### TASK DIRECTIONS
Format the lines in the records below, starting at the line that contains "Please locate marching" and ending at the line that contains "[214,134,328,456]", as a Markdown table. Use the columns Row and Line, with the row number under Row and the full line under Line, and leave out blank lines.

### EXCERPTED DATA
+---+
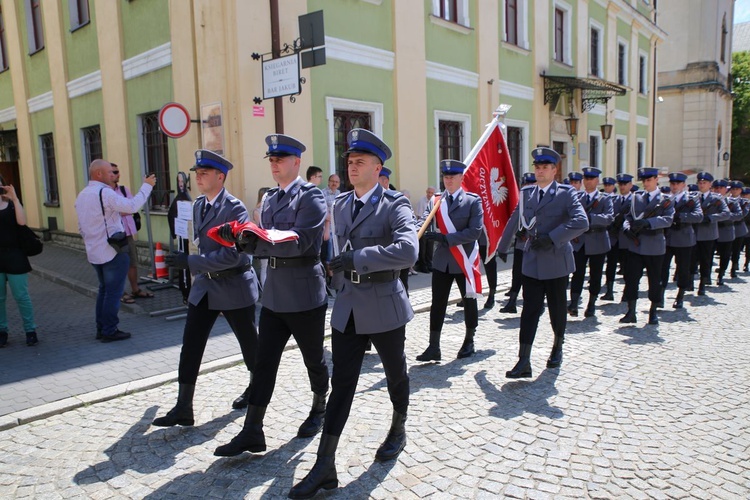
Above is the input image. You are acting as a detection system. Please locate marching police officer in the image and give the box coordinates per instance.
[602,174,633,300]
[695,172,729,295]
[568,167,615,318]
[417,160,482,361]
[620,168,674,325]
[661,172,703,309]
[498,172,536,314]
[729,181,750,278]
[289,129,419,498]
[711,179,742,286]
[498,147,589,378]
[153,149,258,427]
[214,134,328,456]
+---+
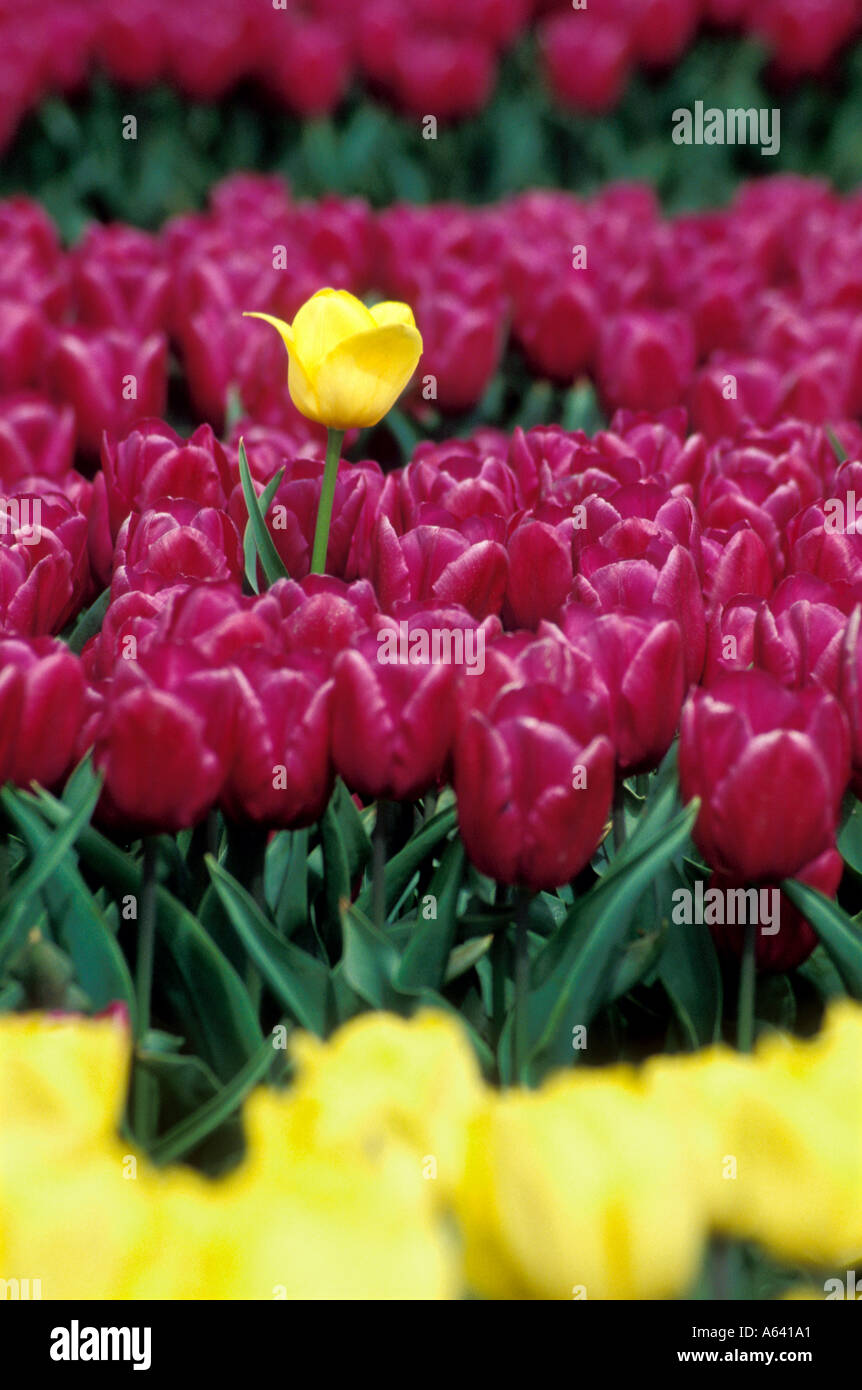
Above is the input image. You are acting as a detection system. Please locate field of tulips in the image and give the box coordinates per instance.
+---+
### ANSWER TO THIS PROBLEM
| Row | Line |
|---|---|
| 1 | Above is the input image. You are acting as a detection system. Please locate marching police officer in the image and give the box coordinates per instance. |
| 2 | [602,174,633,300] |
| 3 | [695,172,729,295] |
| 4 | [568,167,615,318] |
| 5 | [417,160,482,361] |
| 6 | [620,168,674,325] |
| 7 | [661,172,703,309] |
| 8 | [498,172,536,314] |
| 9 | [729,181,750,278] |
| 10 | [289,129,419,498] |
| 11 | [711,179,742,286] |
| 12 | [498,147,589,378] |
| 13 | [153,149,258,427] |
| 14 | [214,134,328,456] |